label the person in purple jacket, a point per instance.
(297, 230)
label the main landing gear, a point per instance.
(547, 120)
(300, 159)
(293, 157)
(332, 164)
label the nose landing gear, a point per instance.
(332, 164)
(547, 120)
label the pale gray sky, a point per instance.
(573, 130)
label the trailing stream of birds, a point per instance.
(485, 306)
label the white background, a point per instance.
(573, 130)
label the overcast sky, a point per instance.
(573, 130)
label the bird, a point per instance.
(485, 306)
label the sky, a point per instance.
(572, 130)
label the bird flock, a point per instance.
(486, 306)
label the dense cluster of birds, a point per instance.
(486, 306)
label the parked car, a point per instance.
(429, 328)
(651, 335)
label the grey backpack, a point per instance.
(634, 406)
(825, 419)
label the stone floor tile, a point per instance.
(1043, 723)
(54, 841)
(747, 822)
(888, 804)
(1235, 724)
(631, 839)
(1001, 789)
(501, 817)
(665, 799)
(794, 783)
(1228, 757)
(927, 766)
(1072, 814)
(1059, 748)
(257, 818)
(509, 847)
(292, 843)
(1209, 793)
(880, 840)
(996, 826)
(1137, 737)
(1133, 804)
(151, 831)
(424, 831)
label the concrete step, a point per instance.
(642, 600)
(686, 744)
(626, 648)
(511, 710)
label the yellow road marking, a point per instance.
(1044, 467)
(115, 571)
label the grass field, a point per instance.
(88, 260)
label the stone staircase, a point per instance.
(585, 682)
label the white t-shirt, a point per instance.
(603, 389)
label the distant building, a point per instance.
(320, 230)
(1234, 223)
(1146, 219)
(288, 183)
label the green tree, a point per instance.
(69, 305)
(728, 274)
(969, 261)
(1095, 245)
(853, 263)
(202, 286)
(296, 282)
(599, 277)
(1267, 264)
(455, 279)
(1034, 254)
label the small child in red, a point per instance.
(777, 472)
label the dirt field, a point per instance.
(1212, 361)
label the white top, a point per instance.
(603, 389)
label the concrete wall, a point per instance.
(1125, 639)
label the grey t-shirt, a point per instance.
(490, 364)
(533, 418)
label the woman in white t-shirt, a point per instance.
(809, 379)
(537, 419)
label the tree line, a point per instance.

────────────────────

- _WHAT IS NEEDED_
The listing above should be transcribed in full, exactly as written.

- _TASK RESULT_
label the person in purple jacket, a point per instance.
(297, 230)
label the main landing gear, a point per instance.
(547, 120)
(300, 159)
(293, 157)
(332, 164)
label the nose landing gear, a point per instance.
(332, 164)
(547, 120)
label the pale gray sky, a point per instance.
(573, 130)
label the trailing stream of birds, a point per instance.
(485, 306)
label the white background, a point per instance.
(573, 130)
label the overcast sky, a point per instance.
(573, 130)
label the bird, a point per instance.
(485, 306)
label the sky, a point per instance.
(572, 130)
label the bird flock, a point per instance.
(486, 306)
label the dense cluster of birds, a point per instance.
(486, 306)
label the parked car, a point per instance.
(429, 328)
(651, 335)
label the grey backpack, a point per instance.
(634, 406)
(825, 419)
label the stone floor tile, a point per instance.
(1043, 723)
(54, 841)
(747, 822)
(888, 804)
(1235, 724)
(631, 839)
(1001, 789)
(501, 817)
(665, 799)
(794, 783)
(1228, 757)
(927, 766)
(1072, 814)
(1059, 748)
(257, 818)
(509, 847)
(292, 843)
(1209, 793)
(880, 840)
(996, 826)
(1137, 737)
(1133, 804)
(151, 831)
(424, 831)
label the concrete step, a point per instance.
(642, 600)
(686, 744)
(626, 648)
(511, 710)
label the yellow road marking, a point per instance.
(1044, 467)
(115, 571)
label the grass field, a point per instance.
(88, 260)
label the stone staircase, a point per instance.
(585, 682)
label the white t-shirt, a point per instance.
(603, 389)
label the distant building, a point per instance.
(320, 230)
(1234, 223)
(1146, 219)
(288, 183)
label the green tree, a point per instance.
(69, 305)
(728, 274)
(969, 261)
(1095, 245)
(853, 263)
(202, 286)
(296, 282)
(599, 277)
(1267, 264)
(455, 279)
(1034, 254)
label the small child in red, a point per instance.
(777, 472)
label the dirt field, a point per instance.
(1212, 361)
label the white top, a point per instance.
(603, 389)
label the concrete wall, a point per instance.
(1125, 639)
label the grey t-shirt, a point per instance.
(490, 364)
(533, 418)
label the woman in white t-shirt, a point per instance.
(809, 379)
(537, 419)
label the tree line, a point per instance.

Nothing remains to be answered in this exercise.